-------- Information provided
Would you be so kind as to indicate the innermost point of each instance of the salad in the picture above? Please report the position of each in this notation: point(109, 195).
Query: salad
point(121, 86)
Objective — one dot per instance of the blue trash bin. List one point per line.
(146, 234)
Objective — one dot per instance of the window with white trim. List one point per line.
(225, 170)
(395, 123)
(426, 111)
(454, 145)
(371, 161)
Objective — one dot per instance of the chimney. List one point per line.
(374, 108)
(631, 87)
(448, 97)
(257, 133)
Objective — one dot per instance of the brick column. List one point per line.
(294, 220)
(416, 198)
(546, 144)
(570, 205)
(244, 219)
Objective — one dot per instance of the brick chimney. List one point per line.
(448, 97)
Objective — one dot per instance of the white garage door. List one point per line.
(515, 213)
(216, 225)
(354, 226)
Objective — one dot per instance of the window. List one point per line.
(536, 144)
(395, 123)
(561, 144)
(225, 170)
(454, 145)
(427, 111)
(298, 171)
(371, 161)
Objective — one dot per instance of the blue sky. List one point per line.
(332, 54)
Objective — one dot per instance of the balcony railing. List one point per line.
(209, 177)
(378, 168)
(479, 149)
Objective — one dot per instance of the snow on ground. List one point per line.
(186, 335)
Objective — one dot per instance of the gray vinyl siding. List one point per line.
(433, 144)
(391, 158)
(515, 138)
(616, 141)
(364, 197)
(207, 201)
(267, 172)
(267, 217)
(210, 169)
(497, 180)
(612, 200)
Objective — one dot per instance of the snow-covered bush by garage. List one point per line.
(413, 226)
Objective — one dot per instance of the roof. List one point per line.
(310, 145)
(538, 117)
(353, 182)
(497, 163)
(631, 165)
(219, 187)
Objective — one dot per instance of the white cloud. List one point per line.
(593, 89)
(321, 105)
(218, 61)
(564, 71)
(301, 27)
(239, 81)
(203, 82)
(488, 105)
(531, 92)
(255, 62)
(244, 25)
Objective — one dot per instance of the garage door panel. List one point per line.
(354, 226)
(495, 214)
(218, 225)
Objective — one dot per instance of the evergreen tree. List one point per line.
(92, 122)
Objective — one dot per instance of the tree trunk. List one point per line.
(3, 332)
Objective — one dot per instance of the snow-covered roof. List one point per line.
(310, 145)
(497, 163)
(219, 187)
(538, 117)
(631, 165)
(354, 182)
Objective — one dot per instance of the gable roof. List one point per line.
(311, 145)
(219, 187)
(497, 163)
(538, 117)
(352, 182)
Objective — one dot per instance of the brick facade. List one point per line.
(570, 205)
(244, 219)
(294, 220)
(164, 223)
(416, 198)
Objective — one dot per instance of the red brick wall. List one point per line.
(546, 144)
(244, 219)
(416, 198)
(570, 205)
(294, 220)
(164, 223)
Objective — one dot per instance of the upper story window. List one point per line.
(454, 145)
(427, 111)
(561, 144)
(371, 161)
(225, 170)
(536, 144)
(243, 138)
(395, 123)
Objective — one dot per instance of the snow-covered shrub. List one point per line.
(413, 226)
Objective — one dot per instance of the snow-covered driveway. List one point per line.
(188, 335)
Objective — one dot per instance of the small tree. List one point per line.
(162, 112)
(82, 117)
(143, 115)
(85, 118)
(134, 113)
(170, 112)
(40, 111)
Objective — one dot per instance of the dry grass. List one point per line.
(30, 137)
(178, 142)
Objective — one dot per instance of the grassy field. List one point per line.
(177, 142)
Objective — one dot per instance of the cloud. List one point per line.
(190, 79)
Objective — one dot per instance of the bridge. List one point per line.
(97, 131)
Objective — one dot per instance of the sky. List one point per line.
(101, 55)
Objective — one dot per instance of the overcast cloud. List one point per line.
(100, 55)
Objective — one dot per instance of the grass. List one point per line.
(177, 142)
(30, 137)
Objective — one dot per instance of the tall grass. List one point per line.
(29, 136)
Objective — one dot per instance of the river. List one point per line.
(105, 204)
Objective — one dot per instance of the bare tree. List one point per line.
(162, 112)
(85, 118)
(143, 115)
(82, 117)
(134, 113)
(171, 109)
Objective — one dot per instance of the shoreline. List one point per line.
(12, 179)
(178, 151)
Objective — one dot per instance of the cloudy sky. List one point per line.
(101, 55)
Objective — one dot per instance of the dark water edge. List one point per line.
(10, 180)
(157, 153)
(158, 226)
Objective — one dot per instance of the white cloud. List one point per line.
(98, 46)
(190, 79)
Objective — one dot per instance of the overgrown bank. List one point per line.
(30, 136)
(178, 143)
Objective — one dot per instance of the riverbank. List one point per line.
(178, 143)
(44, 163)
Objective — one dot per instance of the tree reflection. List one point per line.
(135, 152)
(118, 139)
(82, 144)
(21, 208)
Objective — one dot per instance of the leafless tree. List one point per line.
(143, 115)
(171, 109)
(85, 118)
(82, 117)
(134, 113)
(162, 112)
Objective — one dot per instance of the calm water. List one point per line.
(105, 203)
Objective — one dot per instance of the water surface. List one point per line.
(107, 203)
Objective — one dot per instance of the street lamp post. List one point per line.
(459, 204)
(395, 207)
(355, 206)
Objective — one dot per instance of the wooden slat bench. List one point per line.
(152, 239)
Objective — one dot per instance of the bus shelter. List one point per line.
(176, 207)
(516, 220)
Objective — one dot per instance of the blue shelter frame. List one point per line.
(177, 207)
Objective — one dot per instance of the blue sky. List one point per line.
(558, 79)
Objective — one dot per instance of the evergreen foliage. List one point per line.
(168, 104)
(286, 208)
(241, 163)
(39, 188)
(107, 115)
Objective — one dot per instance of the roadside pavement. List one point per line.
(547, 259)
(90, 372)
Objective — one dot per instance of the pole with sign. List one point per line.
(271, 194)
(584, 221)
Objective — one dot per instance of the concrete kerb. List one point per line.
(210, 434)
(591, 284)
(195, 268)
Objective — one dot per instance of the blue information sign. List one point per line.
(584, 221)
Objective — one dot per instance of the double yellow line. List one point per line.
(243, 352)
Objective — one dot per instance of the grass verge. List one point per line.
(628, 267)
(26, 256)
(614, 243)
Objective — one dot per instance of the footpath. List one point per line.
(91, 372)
----------------
Exercise task: Repeat word for word each line from the one with "Objective — one dot per instance of the street" to the end of the records above, inclusive.

Solution to this exercise:
Objective — one dot per instance of the street lamp post. List one point per line.
(459, 204)
(395, 207)
(355, 206)
Objective — one dot per instance of the wooden slat bench. List one point per line.
(152, 239)
Objective — one dot per instance of the bus shelter. List one point per line.
(176, 207)
(516, 220)
Objective — one dot per instance of the blue shelter frame. List one point per line.
(177, 207)
Objective — one dot per instance of the blue sky. List one point per line.
(558, 79)
Objective — one dot per instance of the evergreen foliage. List one point per line.
(168, 104)
(286, 208)
(241, 163)
(39, 188)
(107, 115)
Objective — one dot per instance of the roadside pavement. List one point per line.
(547, 259)
(90, 372)
Objective — one dot per instance of the pole with sign. List one point per line.
(271, 194)
(584, 221)
Objective — one dot per instance of the concrete kerb. List one point per line.
(210, 434)
(591, 284)
(195, 268)
Objective — one dot per instance of the blue information sign. List one point per line.
(584, 221)
Objective — one dot per instance of the double yellow line. List one point per line.
(243, 352)
Objective — one dot per instance of the grass verge. List one point per line.
(628, 267)
(26, 256)
(614, 243)
Objective — one dot per instance of the footpath. List one point per line.
(91, 372)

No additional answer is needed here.